* Task to complete:
Return all of the data exactly as given.

* Records provided:
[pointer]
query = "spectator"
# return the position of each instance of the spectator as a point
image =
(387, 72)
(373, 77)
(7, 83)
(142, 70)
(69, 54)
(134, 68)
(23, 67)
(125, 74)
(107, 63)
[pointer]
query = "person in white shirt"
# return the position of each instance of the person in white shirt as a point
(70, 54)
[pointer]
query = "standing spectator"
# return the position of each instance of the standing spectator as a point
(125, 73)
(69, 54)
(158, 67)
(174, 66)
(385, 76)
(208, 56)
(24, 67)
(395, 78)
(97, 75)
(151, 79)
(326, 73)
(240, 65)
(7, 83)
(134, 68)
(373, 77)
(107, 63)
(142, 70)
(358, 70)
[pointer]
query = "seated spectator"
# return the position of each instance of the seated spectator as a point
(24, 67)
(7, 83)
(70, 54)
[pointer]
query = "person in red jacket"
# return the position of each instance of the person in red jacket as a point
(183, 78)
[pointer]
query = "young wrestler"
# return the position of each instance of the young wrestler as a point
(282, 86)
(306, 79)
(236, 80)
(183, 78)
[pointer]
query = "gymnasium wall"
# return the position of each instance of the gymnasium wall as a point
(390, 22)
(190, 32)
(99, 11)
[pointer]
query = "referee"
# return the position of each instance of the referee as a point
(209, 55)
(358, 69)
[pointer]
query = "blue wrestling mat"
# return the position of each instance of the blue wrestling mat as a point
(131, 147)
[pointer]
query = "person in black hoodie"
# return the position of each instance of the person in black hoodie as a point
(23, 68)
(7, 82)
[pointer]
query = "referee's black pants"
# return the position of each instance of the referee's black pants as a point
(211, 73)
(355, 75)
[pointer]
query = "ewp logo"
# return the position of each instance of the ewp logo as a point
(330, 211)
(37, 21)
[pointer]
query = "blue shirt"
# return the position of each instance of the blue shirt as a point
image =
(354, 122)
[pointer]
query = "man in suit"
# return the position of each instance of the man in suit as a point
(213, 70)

* Response to this task:
[pointer]
query = "spectator"
# return the position of each instance of the spectator as a point
image =
(387, 72)
(373, 77)
(7, 83)
(142, 70)
(69, 54)
(134, 68)
(23, 67)
(125, 74)
(107, 63)
[pointer]
query = "person in white shirt"
# return the position of each instance of the person in white shirt as a point
(70, 54)
[pointer]
query = "standing spectator"
# return the position of each instance of the standing spectator as a point
(125, 73)
(69, 54)
(158, 67)
(174, 66)
(385, 76)
(208, 56)
(24, 67)
(395, 78)
(97, 75)
(151, 79)
(326, 73)
(240, 65)
(7, 83)
(134, 68)
(373, 77)
(107, 63)
(142, 70)
(358, 70)
[pointer]
query = "seated spectator"
# return the position of each instance of the seated spectator as a point
(24, 67)
(7, 83)
(70, 54)
[pointer]
query = "person in red jacket"
# return the position of each instance of the person in red jacket as a point
(183, 78)
[pointer]
query = "young wrestler"
# return the position of each instance of the young wrestler as a point
(282, 86)
(306, 79)
(236, 80)
(183, 78)
[pointer]
query = "gymnasium wall"
# return the position of each instance of the gymnasium wall as a point
(390, 22)
(190, 32)
(99, 11)
[pointer]
query = "referee"
# return the position of each instance of the referee as a point
(209, 55)
(358, 69)
[pointer]
query = "blue wrestling mat"
# return the position of each instance of the blue wrestling mat as a point
(131, 147)
[pointer]
query = "person in black hoodie"
# return the position of each instance of the person in black hoodie as a point
(23, 68)
(7, 82)
[pointer]
query = "referee's black pants"
# return the position of each instance of the referee's black pants as a point
(211, 73)
(355, 75)
[pointer]
query = "ewp logo"
# return the position of each instance of the ewp logo as a point
(330, 211)
(37, 21)
[pointer]
query = "blue shirt"
# return the position of each instance of the blue shirt as a point
image =
(354, 122)
[pointer]
query = "man in suit"
# return the position of each instance of the man in suit as a point
(213, 70)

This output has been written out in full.